## Set of tasks:
A. In the forum thread on AI model leaderboards, which leaderboard is called a better representation of the best models?
B. Reproduce the passage of the forum thread on AI model leaderboards starting with "The holy grail" and going on through "standard post-millenial self-peasantization.".

## Source text:
▬▬▬▬▬▬▬▬▬▬

The only leaderboard this model is good on is the HuggingFace LLM Leaderboard which is known to be manipulated and victim to gross overfit. The Lmsys Arena Leaderboard is a better representation of the best models.
Thank you!!! _And_ it has the proprietary models...insanely more useful.
It's a bug, not a feature, that the stock leaderboard ends up with endless fine tunes, and as you point out and is demonstrated by the article, its more about something else than about quality
Even that chatbot arena shows that many models freely available and open source are better than some versions of GPT-3.5 and are within a small stones throw of the latest GPT 3.5
Note that it only includes gpt-3.5-turbo (the current iteration), not the original gpt-3.5. It's not exactly a secret that "turbo" models are noticeably dumber than the originals, whatever OpenAI says. There's no free lunch - that's why it's so much cheaper and faster...
That said, we do have public 120b models now that genuinely feel better than the original gpt-3.5.
The holy grail remains beating gpt-4 (or even gpt-4-turbo). This seems to be out of reach on consumer hardware at least...
Same for the ChatGPTs post launch (let's not talk about 11_02 :) )
-- and as long as we're asserting andecdotes freely, I work in the field and have a couple years in before ChatGPT -- it most certainly is not a well-kept secret or a secret or true or anything else other than standard post-millenial self-peasantization.
"Outright lie" is kinder toward the average reader via being more succinct, but usually causes explosive reactions because people take a while to come to terms with their ad-hoc knowledge via consuming commentary is fundamentally flawed, if ever.
That just goes to show how useless the rankings are in general. If you actually use it, you'll quickly notice that older GPT-4 models are noticeably better at tasks that require reasoning.
gpt-4-turbo also has an extremely annoying quirk where instead of producing a complete response, it tends to respond with "you can do it like this: blah blah ...; fill in the blanks as needed", where the blank is literally the most important part of the response. It can sometimes take 3-4 rounds to get it to actually do what it's supposed to do.
But it does produce useless output much faster indeed.
This isn't true, I'm sorry. That may be your experience with it but it's not about the model. Using it is my day job and I've never ever seen that language.
It's frustrating for both of us, I assume.
I'm tired of people fact-free asserting it got worse because don't you know other people saw it got worse? And it did something bad the other day.
You're tired of the thing not doing the thing and you have observed it no longer does the thing. And you certainly shouldn't need to retain past prompts just to prove it.
In the speed/quality trade-off sense, there have /often/ been free lunches in many areas of computer science, where algorithmic improvements let us solve problems orders of magnitude faster. We don't fully understand what further improvements will be available for LLMs.
Free lunch here relates to pricing/speed I would say, because gpt-4 and gpt-4-turbo are sold together. If gpt-4-turbo is cheaper, faster and has much larger context window, why would it make sense to also sell gpt-4... Unless it's a marketing trick or perhaps for backwards compatibility, which could also be.

▬▬▬▬▬▬▬▬▬▬

## Data for analysis:
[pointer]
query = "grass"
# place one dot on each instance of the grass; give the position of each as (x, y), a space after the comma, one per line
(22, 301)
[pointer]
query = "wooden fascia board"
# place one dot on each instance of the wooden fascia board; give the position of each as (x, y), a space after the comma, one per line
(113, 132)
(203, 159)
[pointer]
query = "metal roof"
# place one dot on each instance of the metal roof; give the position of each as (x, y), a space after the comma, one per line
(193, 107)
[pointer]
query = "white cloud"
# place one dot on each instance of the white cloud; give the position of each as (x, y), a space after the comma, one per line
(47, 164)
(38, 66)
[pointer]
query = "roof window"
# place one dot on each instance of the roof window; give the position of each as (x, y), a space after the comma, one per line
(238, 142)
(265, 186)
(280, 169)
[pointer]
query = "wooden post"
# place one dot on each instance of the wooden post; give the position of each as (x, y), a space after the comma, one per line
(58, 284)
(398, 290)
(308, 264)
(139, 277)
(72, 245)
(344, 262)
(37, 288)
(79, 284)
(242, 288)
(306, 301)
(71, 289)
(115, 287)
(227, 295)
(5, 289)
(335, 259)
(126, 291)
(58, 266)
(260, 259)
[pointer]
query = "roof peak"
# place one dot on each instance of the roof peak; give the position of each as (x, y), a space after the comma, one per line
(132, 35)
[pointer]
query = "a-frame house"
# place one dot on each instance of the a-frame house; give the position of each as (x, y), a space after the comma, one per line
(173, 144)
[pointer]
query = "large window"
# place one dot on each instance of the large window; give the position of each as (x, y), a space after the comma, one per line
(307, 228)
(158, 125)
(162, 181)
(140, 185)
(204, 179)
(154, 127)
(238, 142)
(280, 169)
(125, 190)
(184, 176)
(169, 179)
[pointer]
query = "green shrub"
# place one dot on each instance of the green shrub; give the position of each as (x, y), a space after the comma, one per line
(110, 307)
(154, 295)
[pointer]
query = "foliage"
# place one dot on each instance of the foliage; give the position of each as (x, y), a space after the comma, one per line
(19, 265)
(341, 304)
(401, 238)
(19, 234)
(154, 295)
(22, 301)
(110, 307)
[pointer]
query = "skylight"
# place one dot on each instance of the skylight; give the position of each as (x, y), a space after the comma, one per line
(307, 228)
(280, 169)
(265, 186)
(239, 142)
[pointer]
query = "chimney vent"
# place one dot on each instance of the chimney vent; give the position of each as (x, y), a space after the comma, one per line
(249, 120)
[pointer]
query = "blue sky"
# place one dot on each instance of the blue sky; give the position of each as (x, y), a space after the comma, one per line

▬▬▬▬▬▬▬▬▬▬

## Results for the exercise:
A. The Lmsys Arena Leaderboard.

B.
The holy grail remains beating gpt-4 (or even gpt-4-turbo). This seems to be out of reach on consumer hardware at least...
Same for the ChatGPTs post launch (let's not talk about 11_02 :) )
-- and as long as we're asserting andecdotes freely, I work in the field and have a couple years in before ChatGPT -- it most certainly is not a well-kept secret or a secret or true or anything else other than standard post-millenial self-peasantization.